YOUR OBJECTIVE: A verbatim copy of all entries is the expected output.

DATA FOR REVIEW:
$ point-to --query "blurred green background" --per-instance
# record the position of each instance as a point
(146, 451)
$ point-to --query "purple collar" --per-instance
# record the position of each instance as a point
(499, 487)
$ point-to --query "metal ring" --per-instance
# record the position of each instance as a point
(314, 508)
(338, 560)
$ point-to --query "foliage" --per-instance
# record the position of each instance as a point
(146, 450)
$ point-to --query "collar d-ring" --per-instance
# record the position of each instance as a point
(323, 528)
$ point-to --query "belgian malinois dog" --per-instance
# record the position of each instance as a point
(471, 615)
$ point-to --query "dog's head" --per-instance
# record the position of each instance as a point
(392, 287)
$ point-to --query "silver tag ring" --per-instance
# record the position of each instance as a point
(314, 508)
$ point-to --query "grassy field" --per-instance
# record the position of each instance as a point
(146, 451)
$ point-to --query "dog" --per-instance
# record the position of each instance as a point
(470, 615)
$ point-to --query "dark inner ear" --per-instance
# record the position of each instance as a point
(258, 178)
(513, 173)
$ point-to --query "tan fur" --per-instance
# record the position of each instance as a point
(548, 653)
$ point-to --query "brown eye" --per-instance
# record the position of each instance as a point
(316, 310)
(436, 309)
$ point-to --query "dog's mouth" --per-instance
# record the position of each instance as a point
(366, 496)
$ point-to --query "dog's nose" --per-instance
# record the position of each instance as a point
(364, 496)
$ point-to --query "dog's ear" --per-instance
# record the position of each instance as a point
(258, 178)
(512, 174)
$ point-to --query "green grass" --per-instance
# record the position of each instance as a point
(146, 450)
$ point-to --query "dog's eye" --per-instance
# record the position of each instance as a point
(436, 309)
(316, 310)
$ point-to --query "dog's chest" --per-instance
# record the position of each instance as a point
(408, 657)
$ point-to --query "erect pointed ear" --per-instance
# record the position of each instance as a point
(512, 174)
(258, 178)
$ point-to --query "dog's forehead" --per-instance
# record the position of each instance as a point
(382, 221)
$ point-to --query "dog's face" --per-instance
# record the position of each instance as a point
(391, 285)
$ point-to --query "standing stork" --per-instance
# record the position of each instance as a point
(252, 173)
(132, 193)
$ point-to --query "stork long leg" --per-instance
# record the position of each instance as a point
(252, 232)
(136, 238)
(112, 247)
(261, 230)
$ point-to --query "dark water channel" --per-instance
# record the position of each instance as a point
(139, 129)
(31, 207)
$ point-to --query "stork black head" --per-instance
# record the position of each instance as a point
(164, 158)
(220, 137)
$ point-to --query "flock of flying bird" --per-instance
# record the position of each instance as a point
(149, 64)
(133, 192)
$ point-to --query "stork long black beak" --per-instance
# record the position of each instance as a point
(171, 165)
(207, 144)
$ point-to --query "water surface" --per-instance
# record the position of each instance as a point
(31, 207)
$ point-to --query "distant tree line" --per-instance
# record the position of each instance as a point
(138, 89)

ANSWER SECTION:
$ point-to --query "blurred green background" --per-instance
# record the position of each instance as a point
(146, 451)
$ point-to --query "purple collar" --per-instance
# record the position of each instance as a point
(499, 487)
$ point-to --query "metal ring" --per-instance
# record the position of each instance as a point
(314, 508)
(338, 560)
$ point-to --query "foliage" --per-instance
# record the position of each instance as a point
(146, 450)
$ point-to --query "collar d-ring" --per-instance
# record the position of each instance as a point
(323, 528)
$ point-to --query "belgian malinois dog" --per-instance
# record the position of each instance as a point
(471, 615)
$ point-to --query "dog's head" --per-instance
# record the position of each instance as a point
(392, 287)
$ point-to --query "silver tag ring" --per-instance
# record the position of each instance as a point
(314, 508)
$ point-to --query "grassy field" --per-instance
# record the position of each instance as a point
(146, 451)
$ point-to --query "dog" --per-instance
# record the position of each instance as a point
(470, 615)
$ point-to --query "dark inner ear" --per-instance
# record the position of each instance as a point
(258, 178)
(513, 173)
$ point-to --query "tan fur" --per-instance
# record the position of each instance as a point
(548, 653)
$ point-to --query "brown eye" --per-instance
# record the position of each instance as a point
(316, 310)
(436, 309)
$ point-to --query "dog's mouth" --per-instance
# record the position of each instance as a point
(366, 496)
$ point-to --query "dog's nose" --per-instance
# record the position of each instance as a point
(364, 496)
$ point-to --query "dog's ear" --per-instance
# record the position of each instance as a point
(258, 178)
(512, 174)
$ point-to --query "green grass" --per-instance
# record the position of each instance as a point
(146, 450)
$ point-to --query "dog's eye" --per-instance
# record the position of each instance as a point
(436, 309)
(316, 310)
$ point-to --query "dog's chest" --per-instance
# record the position of each instance as a point
(408, 657)
$ point-to --query "erect pointed ear" --per-instance
# record the position of each instance as a point
(512, 174)
(258, 178)
$ point-to --query "dog's forehead" --per-instance
# record the position of each instance as a point
(382, 221)
$ point-to --query "dog's face" --per-instance
# record the position of each instance as a point
(391, 285)
$ point-to --query "standing stork" --per-instance
# record the position of each instance as a point
(252, 173)
(132, 193)
$ point-to --query "stork long leg" --per-instance
# record the position of each instance as a point
(252, 232)
(136, 238)
(112, 247)
(261, 230)
$ point-to --query "dark water channel" --per-instance
# record the position of each instance as a point
(139, 129)
(31, 207)
$ point-to --query "stork black head" --per-instance
# record the position of each instance as a point
(164, 158)
(220, 137)
$ point-to --query "flock of flying bird" --per-instance
# record the position of each instance as a point
(149, 64)
(133, 192)
$ point-to --query "stork long black beak" --per-instance
# record the position of each instance as a point
(171, 165)
(207, 144)
$ point-to --query "water surface" --per-instance
# record the position of each instance as a point
(31, 207)
$ point-to --query "distant tree line" --per-instance
# record the position of each instance as a point
(138, 89)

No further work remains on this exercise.